* START *
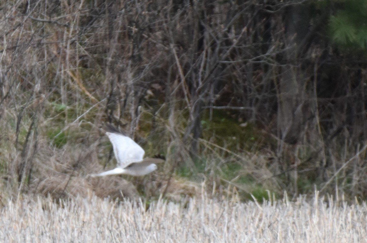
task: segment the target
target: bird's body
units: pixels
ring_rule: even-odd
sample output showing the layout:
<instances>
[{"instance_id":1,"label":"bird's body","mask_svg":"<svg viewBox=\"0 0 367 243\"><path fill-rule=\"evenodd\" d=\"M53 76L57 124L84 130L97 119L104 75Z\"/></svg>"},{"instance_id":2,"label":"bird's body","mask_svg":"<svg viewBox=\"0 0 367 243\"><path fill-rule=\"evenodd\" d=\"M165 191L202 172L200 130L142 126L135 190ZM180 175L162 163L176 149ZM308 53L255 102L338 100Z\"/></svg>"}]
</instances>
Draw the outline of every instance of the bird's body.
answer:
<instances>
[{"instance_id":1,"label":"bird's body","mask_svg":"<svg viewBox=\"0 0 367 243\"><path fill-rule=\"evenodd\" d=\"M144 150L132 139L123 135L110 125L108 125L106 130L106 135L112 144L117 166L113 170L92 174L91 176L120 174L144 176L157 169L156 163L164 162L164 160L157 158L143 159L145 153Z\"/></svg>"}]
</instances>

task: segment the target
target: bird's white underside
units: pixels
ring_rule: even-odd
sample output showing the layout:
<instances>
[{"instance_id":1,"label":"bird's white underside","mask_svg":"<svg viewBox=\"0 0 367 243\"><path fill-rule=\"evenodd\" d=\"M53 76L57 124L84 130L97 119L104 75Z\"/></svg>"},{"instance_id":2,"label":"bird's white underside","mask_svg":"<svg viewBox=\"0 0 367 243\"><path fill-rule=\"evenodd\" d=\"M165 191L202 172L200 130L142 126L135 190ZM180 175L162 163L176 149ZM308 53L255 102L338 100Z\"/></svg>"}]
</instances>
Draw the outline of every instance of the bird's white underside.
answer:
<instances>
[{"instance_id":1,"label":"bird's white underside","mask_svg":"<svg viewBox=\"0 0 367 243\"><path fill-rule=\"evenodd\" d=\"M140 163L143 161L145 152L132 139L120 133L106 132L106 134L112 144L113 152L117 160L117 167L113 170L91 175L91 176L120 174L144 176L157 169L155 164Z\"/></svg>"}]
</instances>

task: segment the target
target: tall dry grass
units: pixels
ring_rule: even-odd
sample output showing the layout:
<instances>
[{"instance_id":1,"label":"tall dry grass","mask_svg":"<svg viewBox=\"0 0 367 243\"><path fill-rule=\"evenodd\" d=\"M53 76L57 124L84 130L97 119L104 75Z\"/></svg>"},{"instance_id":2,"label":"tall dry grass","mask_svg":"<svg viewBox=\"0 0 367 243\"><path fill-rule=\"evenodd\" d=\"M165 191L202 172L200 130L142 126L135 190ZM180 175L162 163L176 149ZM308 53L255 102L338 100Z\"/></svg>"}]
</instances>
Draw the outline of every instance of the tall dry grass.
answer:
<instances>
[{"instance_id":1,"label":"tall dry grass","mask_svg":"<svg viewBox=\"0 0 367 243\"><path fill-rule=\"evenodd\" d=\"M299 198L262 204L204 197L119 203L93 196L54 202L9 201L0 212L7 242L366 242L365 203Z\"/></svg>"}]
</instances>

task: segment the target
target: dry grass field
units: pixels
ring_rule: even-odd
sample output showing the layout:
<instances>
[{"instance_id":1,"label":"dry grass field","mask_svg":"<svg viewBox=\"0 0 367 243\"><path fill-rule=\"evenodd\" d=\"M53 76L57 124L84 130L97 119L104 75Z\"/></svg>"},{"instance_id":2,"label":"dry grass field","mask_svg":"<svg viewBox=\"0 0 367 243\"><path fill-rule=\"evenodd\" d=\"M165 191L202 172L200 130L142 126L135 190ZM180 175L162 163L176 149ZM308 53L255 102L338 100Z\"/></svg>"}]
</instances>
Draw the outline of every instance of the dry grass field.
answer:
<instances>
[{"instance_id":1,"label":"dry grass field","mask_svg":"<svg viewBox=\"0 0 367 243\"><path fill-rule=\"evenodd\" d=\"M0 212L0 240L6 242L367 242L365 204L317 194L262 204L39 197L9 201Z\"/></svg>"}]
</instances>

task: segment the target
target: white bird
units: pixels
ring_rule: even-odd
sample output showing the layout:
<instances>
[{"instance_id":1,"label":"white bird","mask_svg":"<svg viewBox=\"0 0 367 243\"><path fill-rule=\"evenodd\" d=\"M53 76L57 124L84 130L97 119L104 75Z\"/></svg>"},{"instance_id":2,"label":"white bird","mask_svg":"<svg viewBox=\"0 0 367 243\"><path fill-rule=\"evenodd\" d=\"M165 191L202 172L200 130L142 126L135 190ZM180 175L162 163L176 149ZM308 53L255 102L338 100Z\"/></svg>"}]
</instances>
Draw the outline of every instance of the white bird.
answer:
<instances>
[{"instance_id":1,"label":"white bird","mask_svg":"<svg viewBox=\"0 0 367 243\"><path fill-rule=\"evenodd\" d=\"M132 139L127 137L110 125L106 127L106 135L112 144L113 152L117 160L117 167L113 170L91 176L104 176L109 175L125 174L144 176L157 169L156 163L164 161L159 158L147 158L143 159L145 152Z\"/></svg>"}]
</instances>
* END *
Exercise task:
Restate the listing above word for word, and skip the pictures.

Result for this exercise:
task: segment the target
target: bird's body
units: pixels
ring_rule: even-odd
sample output showing the layout:
<instances>
[{"instance_id":1,"label":"bird's body","mask_svg":"<svg viewBox=\"0 0 367 243\"><path fill-rule=\"evenodd\" d=\"M53 76L57 124L84 130L97 119L104 75Z\"/></svg>"},{"instance_id":2,"label":"bird's body","mask_svg":"<svg viewBox=\"0 0 367 243\"><path fill-rule=\"evenodd\" d=\"M165 191L202 172L200 130L142 126L135 190ZM180 175L162 163L176 149ZM308 53L255 102L338 100Z\"/></svg>"}]
</instances>
Draw the outline of every instance of the bird's body.
answer:
<instances>
[{"instance_id":1,"label":"bird's body","mask_svg":"<svg viewBox=\"0 0 367 243\"><path fill-rule=\"evenodd\" d=\"M144 150L132 139L123 135L110 125L108 125L106 130L106 135L112 144L117 166L113 170L92 174L91 176L120 174L144 176L157 169L156 163L164 162L164 160L157 158L143 159L145 153Z\"/></svg>"}]
</instances>

task: segment the target
target: bird's white underside
units: pixels
ring_rule: even-odd
sample output showing the layout:
<instances>
[{"instance_id":1,"label":"bird's white underside","mask_svg":"<svg viewBox=\"0 0 367 243\"><path fill-rule=\"evenodd\" d=\"M53 76L57 124L84 130L97 119L104 75Z\"/></svg>"},{"instance_id":2,"label":"bird's white underside","mask_svg":"<svg viewBox=\"0 0 367 243\"><path fill-rule=\"evenodd\" d=\"M165 191L202 172L200 130L142 126L135 190ZM180 175L162 163L176 149ZM308 53L255 102L338 100Z\"/></svg>"}]
</instances>
Draw the outline of every instance of the bird's white underside.
answer:
<instances>
[{"instance_id":1,"label":"bird's white underside","mask_svg":"<svg viewBox=\"0 0 367 243\"><path fill-rule=\"evenodd\" d=\"M140 163L143 161L145 152L132 139L120 133L106 132L106 134L112 144L113 152L117 160L117 167L113 170L91 175L91 176L120 174L144 176L157 169L155 164Z\"/></svg>"}]
</instances>

task: segment the target
target: tall dry grass
units: pixels
ring_rule: even-odd
sample output showing the layout:
<instances>
[{"instance_id":1,"label":"tall dry grass","mask_svg":"<svg viewBox=\"0 0 367 243\"><path fill-rule=\"evenodd\" d=\"M53 76L57 124L84 130L97 119L104 75Z\"/></svg>"},{"instance_id":2,"label":"tall dry grass","mask_svg":"<svg viewBox=\"0 0 367 243\"><path fill-rule=\"evenodd\" d=\"M165 191L202 172L200 130L142 126L135 190ZM180 175L162 163L176 149ZM308 53L255 102L338 100Z\"/></svg>"}]
</instances>
Draw the outline of every instance of the tall dry grass.
answer:
<instances>
[{"instance_id":1,"label":"tall dry grass","mask_svg":"<svg viewBox=\"0 0 367 243\"><path fill-rule=\"evenodd\" d=\"M299 198L262 204L204 197L119 203L93 196L54 202L9 201L0 212L7 242L366 242L365 203Z\"/></svg>"}]
</instances>

task: segment the target
target: dry grass field
units: pixels
ring_rule: even-odd
sample output showing the layout:
<instances>
[{"instance_id":1,"label":"dry grass field","mask_svg":"<svg viewBox=\"0 0 367 243\"><path fill-rule=\"evenodd\" d=\"M53 76L57 124L84 130L97 119L104 75Z\"/></svg>"},{"instance_id":2,"label":"dry grass field","mask_svg":"<svg viewBox=\"0 0 367 243\"><path fill-rule=\"evenodd\" d=\"M165 191L202 172L200 130L142 126L135 190ZM180 175L162 163L176 149ZM308 53L255 102L338 100Z\"/></svg>"}]
</instances>
Draw the outline of every instance of the dry grass field.
answer:
<instances>
[{"instance_id":1,"label":"dry grass field","mask_svg":"<svg viewBox=\"0 0 367 243\"><path fill-rule=\"evenodd\" d=\"M0 212L0 240L6 242L367 242L365 204L317 194L262 204L39 197L9 201Z\"/></svg>"}]
</instances>

task: segment the target
target: white bird
units: pixels
ring_rule: even-odd
sample output showing the layout:
<instances>
[{"instance_id":1,"label":"white bird","mask_svg":"<svg viewBox=\"0 0 367 243\"><path fill-rule=\"evenodd\" d=\"M53 76L57 124L84 130L97 119L104 75Z\"/></svg>"},{"instance_id":2,"label":"white bird","mask_svg":"<svg viewBox=\"0 0 367 243\"><path fill-rule=\"evenodd\" d=\"M165 191L202 172L200 130L142 126L135 190ZM180 175L162 163L176 149ZM308 53L255 102L338 100Z\"/></svg>"}]
</instances>
Draw the outline of every instance of the white bird.
answer:
<instances>
[{"instance_id":1,"label":"white bird","mask_svg":"<svg viewBox=\"0 0 367 243\"><path fill-rule=\"evenodd\" d=\"M132 139L127 137L110 125L106 127L106 135L112 144L113 152L117 160L117 167L113 170L91 176L104 176L109 175L125 174L144 176L157 169L156 163L164 161L159 158L147 158L143 159L145 152Z\"/></svg>"}]
</instances>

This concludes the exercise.